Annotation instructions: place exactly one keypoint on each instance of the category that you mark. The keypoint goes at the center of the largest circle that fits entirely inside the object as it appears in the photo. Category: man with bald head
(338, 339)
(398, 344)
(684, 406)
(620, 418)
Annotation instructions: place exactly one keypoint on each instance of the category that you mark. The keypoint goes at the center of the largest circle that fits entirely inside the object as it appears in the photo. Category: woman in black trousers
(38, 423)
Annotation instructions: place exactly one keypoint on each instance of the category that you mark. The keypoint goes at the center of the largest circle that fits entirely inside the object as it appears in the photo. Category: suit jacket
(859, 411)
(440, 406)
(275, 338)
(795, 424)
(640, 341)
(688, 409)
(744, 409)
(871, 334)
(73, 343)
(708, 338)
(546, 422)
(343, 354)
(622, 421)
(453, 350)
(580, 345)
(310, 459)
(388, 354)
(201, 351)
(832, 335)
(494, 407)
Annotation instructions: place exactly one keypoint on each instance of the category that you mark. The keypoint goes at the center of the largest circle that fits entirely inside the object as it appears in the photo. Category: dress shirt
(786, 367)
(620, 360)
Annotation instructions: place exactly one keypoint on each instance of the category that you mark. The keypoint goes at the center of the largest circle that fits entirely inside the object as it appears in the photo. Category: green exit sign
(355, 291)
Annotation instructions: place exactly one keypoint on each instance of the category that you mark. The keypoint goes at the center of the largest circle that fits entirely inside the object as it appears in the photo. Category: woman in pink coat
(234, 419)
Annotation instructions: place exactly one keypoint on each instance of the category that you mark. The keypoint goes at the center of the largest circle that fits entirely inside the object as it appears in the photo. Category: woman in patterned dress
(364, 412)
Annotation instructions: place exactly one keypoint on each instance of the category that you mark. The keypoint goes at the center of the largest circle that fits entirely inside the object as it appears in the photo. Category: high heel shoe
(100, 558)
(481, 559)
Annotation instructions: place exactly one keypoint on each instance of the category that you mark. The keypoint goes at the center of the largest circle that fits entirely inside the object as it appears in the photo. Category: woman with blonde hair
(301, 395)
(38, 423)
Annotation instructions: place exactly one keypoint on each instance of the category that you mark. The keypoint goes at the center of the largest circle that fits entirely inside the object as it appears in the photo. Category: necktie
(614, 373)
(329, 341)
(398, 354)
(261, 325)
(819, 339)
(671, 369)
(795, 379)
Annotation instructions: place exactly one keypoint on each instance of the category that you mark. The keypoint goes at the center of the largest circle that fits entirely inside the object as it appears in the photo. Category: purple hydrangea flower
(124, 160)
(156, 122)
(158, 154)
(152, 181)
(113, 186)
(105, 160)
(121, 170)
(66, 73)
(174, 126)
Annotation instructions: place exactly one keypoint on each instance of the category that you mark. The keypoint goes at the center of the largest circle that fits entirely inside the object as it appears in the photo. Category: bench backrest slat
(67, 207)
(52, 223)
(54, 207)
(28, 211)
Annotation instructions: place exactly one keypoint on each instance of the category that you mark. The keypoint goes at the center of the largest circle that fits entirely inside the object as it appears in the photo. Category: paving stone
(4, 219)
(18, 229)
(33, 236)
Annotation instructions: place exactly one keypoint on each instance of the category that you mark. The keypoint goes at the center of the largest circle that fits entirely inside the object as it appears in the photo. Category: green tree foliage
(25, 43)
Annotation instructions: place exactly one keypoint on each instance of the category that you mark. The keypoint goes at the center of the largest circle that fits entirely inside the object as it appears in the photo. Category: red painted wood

····················

[TASK OBJECTIVE]
Return only the lines running from the line with "photo. Category: necktie" to the last line of the records, both included, exactly as written.

[SOLUTION TO THIS PROBLEM]
Annotation instructions: place exactly one keypoint on each instance of the category that you mark. The keypoint goes at the center of the largest circle that fits entirely inside the object as it appears in the photo. Category: necktie
(614, 373)
(329, 341)
(398, 354)
(261, 325)
(819, 339)
(671, 369)
(795, 379)
Annotation instructions: place exactly one keypoint on each instance of the category that you mark. The keypoint goes at the center of the largest circle that fits entirely inside the object as it appears in the photo. Category: purple hydrangea flower
(124, 160)
(156, 122)
(158, 154)
(152, 181)
(113, 186)
(105, 160)
(121, 170)
(66, 73)
(174, 126)
Annotation instructions: place exactly one keypoint on each instance of the category that you mark. The keypoint goes at the center of the largest circle that fits entirely inside the object as it appears in the photo. Category: bench backrest slat
(67, 207)
(52, 223)
(54, 207)
(28, 211)
Annotation instructions: place exactly one keypoint on each instance of the category that you mark. The keypoint goes at the center of the largest circle that fits entirely inside the object as it appears in the photo. Category: paving stone
(4, 219)
(18, 229)
(33, 236)
Annotation instructions: place exactly one keypoint on each instance of the category that you mark. The keypoint goes at the center of the largest circle that fits entirely inside the object as it appears in the photo. Category: green tree foliage
(25, 43)
Annotation instructions: place exactly one keypoint on each instance of the category that you mark. The keypoint goes at the center of the largest circle that fits entirely inside the object as it appears in the photo. Category: red painted wood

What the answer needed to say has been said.